__Page excerpt__
┌──
Love, pray for our priests,
Matthew

Denying absolution


     (This confessional screen is ridiculously well-lit. I guess to let you know what it looks like. It is usually near pitch black dark. The only light comes through the screen towards your darkened side (pun intended) from the confessor’s chair in the center of the confessional. You can make out the outline of the confessor’s silhouette from the light in his confessional chair. It is nearly pitch black and dark on either penitent’s side.
     Each side takes turns with heavy velvet curtains to muffle any conversation and a sliding wooden door the confessor controls due to an internal wooden knob.  The screen opens when it is your turn.  If you are waiting your turn inside and you hear voices, you are to do your best to ignore even muffled voices.  There is never clarity. 
     When you kneel before the screen this may close an electrical switch in the red velvet (classically) kneeler (whose movement you can feel) which turns on a red let immediately above and outside some (older) confessionals telling others that side of the confessional is occupied.  It is extremely embarrassing to pull the current gently aside to discover the prior occupant if you’re not careful and before they’ve departed or started or, eek!, in the midst of.
     The confessional screen is hardly visible from the penitent’s side due to darkness except for the pattern it gives immediately before the penitent’s face when in use. The idea is to hide the identity of the penitent. Protocol, as traditionally taught, is if you are waiting for your turn outside the confessional either standing in line or seated in pews immediately in front of the confessional and can hear voices, you are to move further up in pews closer to the altar, or generally further away from the confessional until you can no longer hear voices. An organ is sometimes played during confession to aid in the secrecy where sins are being divulged.
└──
__Information shown__
┌──
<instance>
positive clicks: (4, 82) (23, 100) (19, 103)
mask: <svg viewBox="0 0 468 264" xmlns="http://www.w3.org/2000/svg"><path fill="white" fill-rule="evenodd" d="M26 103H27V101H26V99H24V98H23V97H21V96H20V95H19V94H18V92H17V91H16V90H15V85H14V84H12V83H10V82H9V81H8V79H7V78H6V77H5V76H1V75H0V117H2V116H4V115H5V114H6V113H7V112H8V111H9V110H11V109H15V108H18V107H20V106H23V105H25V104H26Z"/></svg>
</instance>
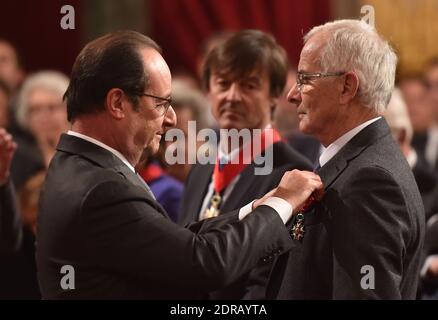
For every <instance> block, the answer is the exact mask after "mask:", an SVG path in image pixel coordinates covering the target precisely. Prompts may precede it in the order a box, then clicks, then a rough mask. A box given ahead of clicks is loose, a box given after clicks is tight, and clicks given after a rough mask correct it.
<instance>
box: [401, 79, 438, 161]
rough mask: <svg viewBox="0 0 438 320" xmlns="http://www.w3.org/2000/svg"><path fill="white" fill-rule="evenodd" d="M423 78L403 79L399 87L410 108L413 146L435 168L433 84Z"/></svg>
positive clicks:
└──
__What this exercise asks__
1: Can you reproduce the part of the confessional text that opens with the words containing "Each side takes" and closes with "is never clarity."?
2: Which lines of the records contain the string "rough"? Copy each of them out in full.
The confessional text and the records are unrelated to each other.

__Answers by task__
1:
Each side takes turns with heavy velvet curtains to muffle any conversation and a sliding wooden door the confessor controls due to an internal wooden knob.  The screen opens when it is your turn.  If you are waiting your turn inside and you hear voices, you are to do your best to ignore even muffled voices.  There is never clarity.

2:
For every <instance> block, the answer is the exact mask after "mask:", an SVG path in image pixel coordinates covering the target precisely. Prompts may precede it in the order a box, then clicks, then a rough mask. A box given ahead of clicks is loose, a box given after clicks is tight, and clicks given after a rough mask correct it.
rough mask: <svg viewBox="0 0 438 320" xmlns="http://www.w3.org/2000/svg"><path fill="white" fill-rule="evenodd" d="M423 78L403 79L399 87L410 108L413 146L435 168L433 84Z"/></svg>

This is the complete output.